» **TASK DESCRIPTION**
An exact copy of all the data is the expected answer.

» **DATASET**
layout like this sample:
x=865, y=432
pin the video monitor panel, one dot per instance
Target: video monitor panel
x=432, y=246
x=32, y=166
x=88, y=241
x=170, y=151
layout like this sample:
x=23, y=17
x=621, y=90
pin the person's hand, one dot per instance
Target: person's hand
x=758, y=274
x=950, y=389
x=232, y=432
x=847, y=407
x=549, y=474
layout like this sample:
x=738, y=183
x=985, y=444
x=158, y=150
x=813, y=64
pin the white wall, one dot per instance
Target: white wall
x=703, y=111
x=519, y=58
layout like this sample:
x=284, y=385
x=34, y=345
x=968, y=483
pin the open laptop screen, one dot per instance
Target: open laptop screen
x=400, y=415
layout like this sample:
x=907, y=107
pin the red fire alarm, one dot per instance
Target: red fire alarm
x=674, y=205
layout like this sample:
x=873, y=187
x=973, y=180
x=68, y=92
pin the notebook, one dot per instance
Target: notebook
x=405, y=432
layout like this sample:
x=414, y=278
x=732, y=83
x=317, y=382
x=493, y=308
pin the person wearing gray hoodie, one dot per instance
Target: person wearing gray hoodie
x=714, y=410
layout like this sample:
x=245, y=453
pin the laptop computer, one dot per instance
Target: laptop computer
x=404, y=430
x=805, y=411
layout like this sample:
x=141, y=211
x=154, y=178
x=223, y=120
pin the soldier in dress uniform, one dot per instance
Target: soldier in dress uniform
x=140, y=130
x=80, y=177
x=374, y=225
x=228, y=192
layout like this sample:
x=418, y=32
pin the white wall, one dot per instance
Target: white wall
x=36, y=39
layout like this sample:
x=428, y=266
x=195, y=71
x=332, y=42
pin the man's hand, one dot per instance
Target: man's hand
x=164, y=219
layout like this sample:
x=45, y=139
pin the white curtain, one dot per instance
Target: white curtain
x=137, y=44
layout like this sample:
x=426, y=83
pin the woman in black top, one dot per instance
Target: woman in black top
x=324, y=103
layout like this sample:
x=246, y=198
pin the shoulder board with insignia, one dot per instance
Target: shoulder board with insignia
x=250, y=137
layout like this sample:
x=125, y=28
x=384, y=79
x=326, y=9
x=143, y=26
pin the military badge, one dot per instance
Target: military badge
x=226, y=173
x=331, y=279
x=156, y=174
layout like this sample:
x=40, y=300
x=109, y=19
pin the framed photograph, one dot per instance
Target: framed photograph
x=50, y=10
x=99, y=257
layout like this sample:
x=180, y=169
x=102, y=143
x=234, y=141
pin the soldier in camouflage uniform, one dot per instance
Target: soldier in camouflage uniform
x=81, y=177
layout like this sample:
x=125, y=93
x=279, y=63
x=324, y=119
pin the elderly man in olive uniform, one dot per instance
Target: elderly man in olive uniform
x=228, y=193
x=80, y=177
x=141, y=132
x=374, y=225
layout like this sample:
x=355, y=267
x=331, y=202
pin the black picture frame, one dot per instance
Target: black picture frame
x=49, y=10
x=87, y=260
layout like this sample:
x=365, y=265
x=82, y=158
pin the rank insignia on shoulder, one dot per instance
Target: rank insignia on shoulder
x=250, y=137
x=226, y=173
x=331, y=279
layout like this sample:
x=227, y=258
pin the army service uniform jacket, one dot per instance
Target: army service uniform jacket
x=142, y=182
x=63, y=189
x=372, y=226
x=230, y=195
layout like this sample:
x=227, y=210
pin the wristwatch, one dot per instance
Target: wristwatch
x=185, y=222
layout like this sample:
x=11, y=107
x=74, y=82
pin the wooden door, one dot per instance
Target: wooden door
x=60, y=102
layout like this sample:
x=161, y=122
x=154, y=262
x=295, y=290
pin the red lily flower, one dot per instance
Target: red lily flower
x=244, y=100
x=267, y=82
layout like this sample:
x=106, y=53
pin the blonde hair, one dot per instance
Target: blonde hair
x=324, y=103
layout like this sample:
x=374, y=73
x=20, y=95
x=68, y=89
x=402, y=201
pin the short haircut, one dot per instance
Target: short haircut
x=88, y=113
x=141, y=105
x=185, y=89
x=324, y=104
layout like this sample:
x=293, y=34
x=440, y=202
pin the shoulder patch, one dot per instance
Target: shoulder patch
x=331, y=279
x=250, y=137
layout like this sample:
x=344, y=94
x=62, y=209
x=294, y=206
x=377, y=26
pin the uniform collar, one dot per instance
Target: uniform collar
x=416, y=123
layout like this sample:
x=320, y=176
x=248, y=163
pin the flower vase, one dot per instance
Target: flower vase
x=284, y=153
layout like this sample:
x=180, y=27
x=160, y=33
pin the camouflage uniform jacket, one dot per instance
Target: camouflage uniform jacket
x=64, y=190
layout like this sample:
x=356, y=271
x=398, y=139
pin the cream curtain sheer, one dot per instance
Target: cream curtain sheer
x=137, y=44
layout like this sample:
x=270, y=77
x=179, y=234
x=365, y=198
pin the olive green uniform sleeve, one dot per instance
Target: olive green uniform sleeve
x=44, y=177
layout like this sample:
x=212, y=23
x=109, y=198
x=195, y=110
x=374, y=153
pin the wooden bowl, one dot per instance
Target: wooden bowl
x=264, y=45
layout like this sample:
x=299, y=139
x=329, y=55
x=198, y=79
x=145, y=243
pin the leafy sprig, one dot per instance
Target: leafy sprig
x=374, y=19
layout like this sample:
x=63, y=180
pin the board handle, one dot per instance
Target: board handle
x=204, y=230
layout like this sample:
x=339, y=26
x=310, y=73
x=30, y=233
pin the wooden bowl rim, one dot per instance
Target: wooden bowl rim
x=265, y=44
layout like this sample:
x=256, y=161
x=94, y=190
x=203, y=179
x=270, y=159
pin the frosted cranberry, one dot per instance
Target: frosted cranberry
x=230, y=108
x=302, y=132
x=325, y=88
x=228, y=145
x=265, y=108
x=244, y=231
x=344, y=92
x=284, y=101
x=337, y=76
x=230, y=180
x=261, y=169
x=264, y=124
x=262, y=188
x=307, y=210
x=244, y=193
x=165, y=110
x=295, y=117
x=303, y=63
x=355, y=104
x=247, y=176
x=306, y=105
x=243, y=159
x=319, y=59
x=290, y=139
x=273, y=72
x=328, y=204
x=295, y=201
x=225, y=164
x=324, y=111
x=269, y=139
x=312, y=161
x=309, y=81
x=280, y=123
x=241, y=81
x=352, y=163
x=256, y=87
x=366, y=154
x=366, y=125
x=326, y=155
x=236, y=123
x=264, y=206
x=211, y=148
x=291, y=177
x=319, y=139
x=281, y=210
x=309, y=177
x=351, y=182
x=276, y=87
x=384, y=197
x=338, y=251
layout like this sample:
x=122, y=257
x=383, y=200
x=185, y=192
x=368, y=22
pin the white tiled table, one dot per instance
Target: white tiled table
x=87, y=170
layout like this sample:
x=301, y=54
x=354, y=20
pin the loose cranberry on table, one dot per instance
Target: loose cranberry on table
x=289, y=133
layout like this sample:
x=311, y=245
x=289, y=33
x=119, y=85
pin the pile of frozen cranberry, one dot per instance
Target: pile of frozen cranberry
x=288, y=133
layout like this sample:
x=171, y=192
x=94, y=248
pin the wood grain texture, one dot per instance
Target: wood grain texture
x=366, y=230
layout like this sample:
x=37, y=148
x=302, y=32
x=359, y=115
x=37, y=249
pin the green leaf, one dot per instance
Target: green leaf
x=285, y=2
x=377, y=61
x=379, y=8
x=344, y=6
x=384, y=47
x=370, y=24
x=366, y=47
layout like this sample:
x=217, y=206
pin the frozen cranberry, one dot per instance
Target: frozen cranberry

» **EXERCISE OUTPUT**
layout like this sample:
x=865, y=432
pin the video monitor panel, one dot per instance
Target: video monitor panel
x=432, y=246
x=32, y=166
x=88, y=241
x=170, y=151
layout like this sample:
x=23, y=17
x=621, y=90
pin the person's hand, one dot per instance
Target: person's hand
x=758, y=274
x=950, y=389
x=232, y=432
x=847, y=407
x=549, y=474
layout like this sample:
x=738, y=183
x=985, y=444
x=158, y=150
x=813, y=64
pin the white wall, one dot per instance
Target: white wall
x=703, y=111
x=519, y=58
layout like this sample:
x=284, y=385
x=34, y=345
x=968, y=483
pin the open laptop screen, one dot per instance
Target: open laptop screen
x=400, y=415
layout like this sample:
x=907, y=107
pin the red fire alarm, one dot per instance
Target: red fire alarm
x=674, y=205
layout like this sample:
x=873, y=187
x=973, y=180
x=68, y=92
pin the notebook, one dot per instance
Target: notebook
x=405, y=432
layout like this sample:
x=414, y=278
x=732, y=83
x=317, y=382
x=493, y=308
pin the person wearing gray hoodie, one dot per instance
Target: person wearing gray hoodie
x=714, y=410
layout like this sample:
x=245, y=453
pin the laptop computer, one dot per instance
Target: laptop computer
x=404, y=430
x=805, y=411
layout like this sample:
x=141, y=211
x=154, y=178
x=223, y=120
pin the soldier in dress uniform, one dot per instance
Target: soldier in dress uniform
x=140, y=130
x=80, y=177
x=374, y=225
x=228, y=192
layout like this sample:
x=418, y=32
pin the white wall, one dot per instance
Target: white wall
x=36, y=39
layout like this sample:
x=428, y=266
x=195, y=71
x=332, y=42
pin the man's hand, one dot per instance
Target: man's hand
x=164, y=219
layout like this sample:
x=45, y=139
pin the white curtain, one dot per instance
Target: white curtain
x=137, y=44
layout like this sample:
x=426, y=83
pin the woman in black top, one dot per instance
Target: woman in black top
x=324, y=103
layout like this sample:
x=246, y=198
pin the shoulder board with insignia, one dot per instance
Target: shoulder board with insignia
x=250, y=137
layout like this sample:
x=125, y=28
x=384, y=79
x=326, y=9
x=143, y=26
pin the military badge, one dot per instance
Target: military badge
x=226, y=173
x=331, y=279
x=156, y=174
layout like this sample:
x=40, y=300
x=109, y=19
pin the framed photograph, one dot per instance
Target: framed photograph
x=50, y=10
x=99, y=257
layout like this sample:
x=180, y=169
x=102, y=143
x=234, y=141
pin the soldier in camouflage uniform, one dot per instance
Target: soldier in camouflage uniform
x=81, y=177
layout like this sample:
x=125, y=93
x=279, y=63
x=324, y=119
pin the elderly man in olive uniform, one dot per instance
Target: elderly man in olive uniform
x=228, y=193
x=80, y=177
x=141, y=132
x=374, y=225
layout like this sample:
x=355, y=267
x=331, y=202
pin the black picture frame, one dot per instance
Target: black picture frame
x=49, y=10
x=87, y=260
layout like this sample:
x=365, y=265
x=82, y=158
pin the rank insignia on shoulder, one dot per instance
Target: rank insignia on shoulder
x=250, y=137
x=226, y=173
x=331, y=279
layout like this sample:
x=227, y=258
pin the army service uniform jacket, one dot per instance
Target: army service uniform jacket
x=142, y=182
x=63, y=189
x=372, y=226
x=230, y=195
layout like this sample:
x=227, y=210
pin the wristwatch, one dot per instance
Target: wristwatch
x=185, y=222
layout like this sample:
x=11, y=107
x=74, y=82
pin the wooden door, one dot per instance
Target: wooden door
x=60, y=102
layout like this sample:
x=161, y=122
x=154, y=262
x=295, y=290
pin the red lily flower, one dot per instance
Target: red lily flower
x=244, y=100
x=267, y=82
layout like this sample:
x=106, y=53
pin the blonde hair, one dot per instance
Target: blonde hair
x=324, y=103
layout like this sample:
x=374, y=73
x=20, y=95
x=68, y=89
x=402, y=201
pin the short haircut, one dot per instance
Target: short haircut
x=88, y=113
x=141, y=105
x=185, y=89
x=324, y=104
layout like this sample:
x=293, y=34
x=440, y=202
pin the shoulder patch, one dot per instance
Target: shoulder patch
x=331, y=279
x=250, y=137
layout like this sample:
x=344, y=94
x=62, y=209
x=294, y=206
x=377, y=26
pin the uniform collar, one dot per instance
Target: uniform collar
x=416, y=123
layout like this sample:
x=320, y=176
x=248, y=163
pin the flower vase, one dot per instance
Target: flower vase
x=284, y=153
layout like this sample:
x=180, y=27
x=160, y=33
pin the camouflage uniform jacket, one dot per instance
Target: camouflage uniform jacket
x=64, y=190
layout like this sample:
x=356, y=271
x=398, y=139
pin the cream curtain sheer, one dot per instance
Target: cream curtain sheer
x=137, y=44
layout like this sample:
x=270, y=77
x=179, y=234
x=365, y=198
pin the olive green uniform sleeve, one dot per instance
Target: olive green uniform sleeve
x=44, y=177
layout like this sample:
x=212, y=23
x=109, y=198
x=195, y=110
x=374, y=153
pin the wooden bowl, one dot per instance
Target: wooden bowl
x=264, y=45
layout like this sample:
x=299, y=139
x=329, y=55
x=198, y=79
x=145, y=243
pin the leafy sprig, one dot per instance
Target: leafy sprig
x=374, y=19
layout like this sample:
x=63, y=180
pin the board handle, one dot per instance
Target: board handle
x=204, y=230
layout like this sample:
x=339, y=26
x=310, y=73
x=30, y=233
pin the wooden bowl rim, one dot per instance
Target: wooden bowl rim
x=265, y=44
layout like this sample:
x=256, y=161
x=94, y=190
x=203, y=179
x=270, y=159
pin the frosted cranberry, one dot per instance
Target: frosted cranberry
x=230, y=108
x=302, y=132
x=325, y=88
x=228, y=145
x=265, y=108
x=244, y=231
x=344, y=92
x=284, y=101
x=337, y=76
x=230, y=180
x=261, y=169
x=264, y=124
x=262, y=188
x=307, y=210
x=244, y=193
x=165, y=110
x=295, y=117
x=303, y=63
x=355, y=104
x=247, y=176
x=306, y=105
x=243, y=159
x=319, y=59
x=290, y=139
x=273, y=72
x=328, y=204
x=295, y=201
x=225, y=164
x=324, y=111
x=269, y=139
x=312, y=161
x=309, y=81
x=280, y=123
x=241, y=81
x=352, y=163
x=256, y=87
x=366, y=154
x=366, y=125
x=326, y=155
x=236, y=123
x=264, y=206
x=211, y=148
x=291, y=177
x=319, y=139
x=281, y=210
x=309, y=177
x=351, y=182
x=276, y=87
x=384, y=197
x=338, y=251
layout like this sample:
x=122, y=257
x=383, y=200
x=185, y=192
x=368, y=22
pin the white tiled table, one dot per instance
Target: white tiled table
x=87, y=170
layout like this sample:
x=301, y=54
x=354, y=20
pin the loose cranberry on table, one dot per instance
Target: loose cranberry on table
x=289, y=133
layout like this sample:
x=311, y=245
x=289, y=33
x=119, y=85
pin the pile of frozen cranberry, one dot per instance
Target: pile of frozen cranberry
x=288, y=133
layout like this sample:
x=171, y=192
x=94, y=248
pin the wood grain texture, one dot per instance
Target: wood grain texture
x=366, y=230
layout like this sample:
x=37, y=148
x=302, y=32
x=359, y=115
x=37, y=249
pin the green leaf, one dot per instance
Target: green leaf
x=285, y=2
x=377, y=61
x=379, y=8
x=344, y=6
x=384, y=47
x=370, y=24
x=366, y=47
layout like this sample:
x=217, y=206
pin the frozen cranberry, one dot per instance
Target: frozen cranberry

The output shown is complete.